To sum up my injury quickly; I got kind of squirrelly after a g-out, put my foot down to stabilize, my heel slammed a rock and that was that. The force of the crash shattered my ankle and fractured my liz franc. I wound up getting 2 plates and nine screws throughout my ankle; and another 2 screws and 2 pins in my foot. I was immobile for 2 months ( I ruined my couch cushions because I never got off of it… my wife has been threatening me about restuffing them) The pins were taken out two months after the surgery, they were in there to help with my liz franc ligaments. I am supposed to go back to get the remaining screws out of my foot in a few weeks and I hope that helps to relieve some of the stiffness that I am experiencing.

On the upside, I am going to ray’s MTB in two weeks. I don’t know how much I will be able to ride but I can’t wait. I recently purchased one of the DonJoy Velocity ES braces and it makes me feel like my ankle is indestructible. I have the same feeling when wearing my full face and that usually cause me to do silly things.

Good luck guys…
:thumbsup:


----------



## nachomc (Apr 26, 2006)

norcom said:


> Great to see you recovered so well. Those recovery pix brightened my day. Thanks!










It took a long time but I finally have almost no issues from it. I can run again (I don't like running but like knowing I can), jump, ride all I want, etc. I have some pain from time to time but it's not that bad.


----------



## norcom (Feb 22, 2007)

ruler said:


> I am supposed to go back to get the remaining screws out of my foot in a few weeks and I hope that helps to relieve some of the stiffness that I am experiencing.


Are you getting all the screws taken out or just some of them? From what I understood mine are permanent. I've read online that if the screws bother you, there's the option of taking them out. It would suck to have another surgery and once again be down for a long time.


----------



## ruler (Jan 15, 2009)

norcom said:


> Are you getting all the screws taken out or just some of them? From what I understood mine are permanent. I've read online that if the screws bother you, there's the option of taking them out. It would suck to have another surgery and once again be down for a long time.


They are only taking the ones out of my foot; everything in the ankle is permanent. If I recall correctly, the surgery will require only a local anesthetic. The Dr said I would be back in my walking boot for a week or two and then all would be good again. I actually am very excited to get the surgery because of the discomfort those screws are causing me. The ends of the screws are very close to my skin and as I walk they rub on the tongue of my shoe. The screws also do not allow any flexibility in my foot. It always feels tight like it needs to be cracked but I can't do anything about that.

____

■ What is required
Copy the forum thread about the ankle injury word for word. Start at the words "They are only" and stop after "anything about that.".

Collected data:
____

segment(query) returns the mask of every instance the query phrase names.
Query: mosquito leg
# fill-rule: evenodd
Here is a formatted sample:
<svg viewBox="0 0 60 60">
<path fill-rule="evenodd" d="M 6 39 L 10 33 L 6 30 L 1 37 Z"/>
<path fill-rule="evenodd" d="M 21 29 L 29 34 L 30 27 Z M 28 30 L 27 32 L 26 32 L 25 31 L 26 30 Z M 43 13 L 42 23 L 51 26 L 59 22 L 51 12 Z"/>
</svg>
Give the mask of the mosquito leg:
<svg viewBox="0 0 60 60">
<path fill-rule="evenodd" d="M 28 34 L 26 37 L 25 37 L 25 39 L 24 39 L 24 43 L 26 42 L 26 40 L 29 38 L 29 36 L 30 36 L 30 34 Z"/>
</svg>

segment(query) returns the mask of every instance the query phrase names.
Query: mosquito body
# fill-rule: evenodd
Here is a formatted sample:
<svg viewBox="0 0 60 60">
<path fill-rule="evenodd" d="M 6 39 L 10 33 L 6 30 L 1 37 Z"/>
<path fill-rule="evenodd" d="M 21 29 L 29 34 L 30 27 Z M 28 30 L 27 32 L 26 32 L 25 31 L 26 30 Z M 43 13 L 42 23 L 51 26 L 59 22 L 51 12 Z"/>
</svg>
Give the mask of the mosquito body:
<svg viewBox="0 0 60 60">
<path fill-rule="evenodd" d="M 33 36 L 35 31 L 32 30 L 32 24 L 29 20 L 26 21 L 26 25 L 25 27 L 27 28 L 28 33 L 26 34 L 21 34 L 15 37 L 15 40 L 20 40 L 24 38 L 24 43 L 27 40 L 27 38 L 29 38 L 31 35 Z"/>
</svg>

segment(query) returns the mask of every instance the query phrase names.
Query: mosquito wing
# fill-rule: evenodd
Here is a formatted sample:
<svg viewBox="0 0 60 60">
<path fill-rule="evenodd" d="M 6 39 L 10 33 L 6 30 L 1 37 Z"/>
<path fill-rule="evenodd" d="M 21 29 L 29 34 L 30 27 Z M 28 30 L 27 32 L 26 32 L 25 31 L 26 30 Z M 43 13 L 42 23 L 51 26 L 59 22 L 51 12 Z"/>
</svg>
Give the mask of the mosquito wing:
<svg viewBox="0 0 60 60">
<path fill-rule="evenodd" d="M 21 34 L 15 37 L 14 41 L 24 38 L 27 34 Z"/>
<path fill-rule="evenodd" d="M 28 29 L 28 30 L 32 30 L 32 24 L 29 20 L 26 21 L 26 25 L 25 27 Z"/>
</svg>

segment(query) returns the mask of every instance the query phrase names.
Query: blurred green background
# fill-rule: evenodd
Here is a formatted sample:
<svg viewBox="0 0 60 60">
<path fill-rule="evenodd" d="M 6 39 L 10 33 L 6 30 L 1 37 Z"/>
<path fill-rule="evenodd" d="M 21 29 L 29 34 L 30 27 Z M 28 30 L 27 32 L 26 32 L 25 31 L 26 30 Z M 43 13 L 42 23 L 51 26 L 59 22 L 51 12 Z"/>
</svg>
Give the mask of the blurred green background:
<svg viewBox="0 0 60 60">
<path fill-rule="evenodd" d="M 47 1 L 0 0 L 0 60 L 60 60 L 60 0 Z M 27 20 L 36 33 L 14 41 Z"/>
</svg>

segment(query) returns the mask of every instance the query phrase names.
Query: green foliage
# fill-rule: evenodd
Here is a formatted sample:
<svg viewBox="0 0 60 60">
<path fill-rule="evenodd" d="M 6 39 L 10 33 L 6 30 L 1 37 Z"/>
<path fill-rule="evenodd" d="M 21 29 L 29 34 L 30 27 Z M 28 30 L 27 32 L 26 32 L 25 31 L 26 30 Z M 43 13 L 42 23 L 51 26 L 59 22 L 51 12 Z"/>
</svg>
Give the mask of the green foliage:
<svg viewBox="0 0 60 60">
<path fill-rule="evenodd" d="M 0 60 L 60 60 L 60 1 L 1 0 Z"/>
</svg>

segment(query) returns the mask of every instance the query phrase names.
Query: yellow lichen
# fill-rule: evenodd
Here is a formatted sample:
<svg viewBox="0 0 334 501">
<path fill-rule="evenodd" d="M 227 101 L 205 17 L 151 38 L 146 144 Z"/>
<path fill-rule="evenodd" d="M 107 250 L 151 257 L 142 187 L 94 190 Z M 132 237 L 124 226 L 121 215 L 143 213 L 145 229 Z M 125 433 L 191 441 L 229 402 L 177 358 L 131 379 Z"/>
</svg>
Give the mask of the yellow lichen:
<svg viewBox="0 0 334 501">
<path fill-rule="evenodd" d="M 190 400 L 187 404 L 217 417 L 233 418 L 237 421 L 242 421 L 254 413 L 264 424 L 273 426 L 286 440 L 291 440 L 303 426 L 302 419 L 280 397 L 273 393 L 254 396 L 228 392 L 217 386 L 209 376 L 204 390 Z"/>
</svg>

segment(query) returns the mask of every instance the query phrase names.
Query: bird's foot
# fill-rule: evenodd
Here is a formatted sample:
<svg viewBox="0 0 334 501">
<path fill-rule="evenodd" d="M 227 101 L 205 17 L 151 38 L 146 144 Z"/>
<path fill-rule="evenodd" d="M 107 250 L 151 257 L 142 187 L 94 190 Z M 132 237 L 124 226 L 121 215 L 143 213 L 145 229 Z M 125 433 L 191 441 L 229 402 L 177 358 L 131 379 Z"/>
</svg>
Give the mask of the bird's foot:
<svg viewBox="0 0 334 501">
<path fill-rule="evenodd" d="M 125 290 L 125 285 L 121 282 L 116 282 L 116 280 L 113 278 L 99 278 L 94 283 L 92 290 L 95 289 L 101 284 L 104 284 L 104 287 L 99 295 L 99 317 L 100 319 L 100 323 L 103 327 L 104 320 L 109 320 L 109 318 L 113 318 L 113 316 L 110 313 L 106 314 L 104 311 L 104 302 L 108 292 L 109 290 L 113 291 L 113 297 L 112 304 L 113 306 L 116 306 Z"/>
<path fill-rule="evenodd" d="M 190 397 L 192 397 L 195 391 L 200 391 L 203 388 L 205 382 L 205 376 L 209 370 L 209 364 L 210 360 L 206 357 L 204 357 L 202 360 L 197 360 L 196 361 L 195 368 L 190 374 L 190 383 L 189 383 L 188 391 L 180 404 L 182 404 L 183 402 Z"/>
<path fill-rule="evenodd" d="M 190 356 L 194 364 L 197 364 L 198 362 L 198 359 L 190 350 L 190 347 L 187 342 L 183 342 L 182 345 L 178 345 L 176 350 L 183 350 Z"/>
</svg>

____

■ Task response
They are only taking the ones out of my foot; everything in the ankle is permanent. If I recall correctly, the surgery will require only a local anesthetic. The Dr said I would be back in my walking boot for a week or two and then all would be good again. I actually am very excited to get the surgery because of the discomfort those screws are causing me. The ends of the screws are very close to my skin and as I walk they rub on the tongue of my shoe. The screws also do not allow any flexibility in my foot. It always feels tight like it needs to be cracked but I can't do anything about that.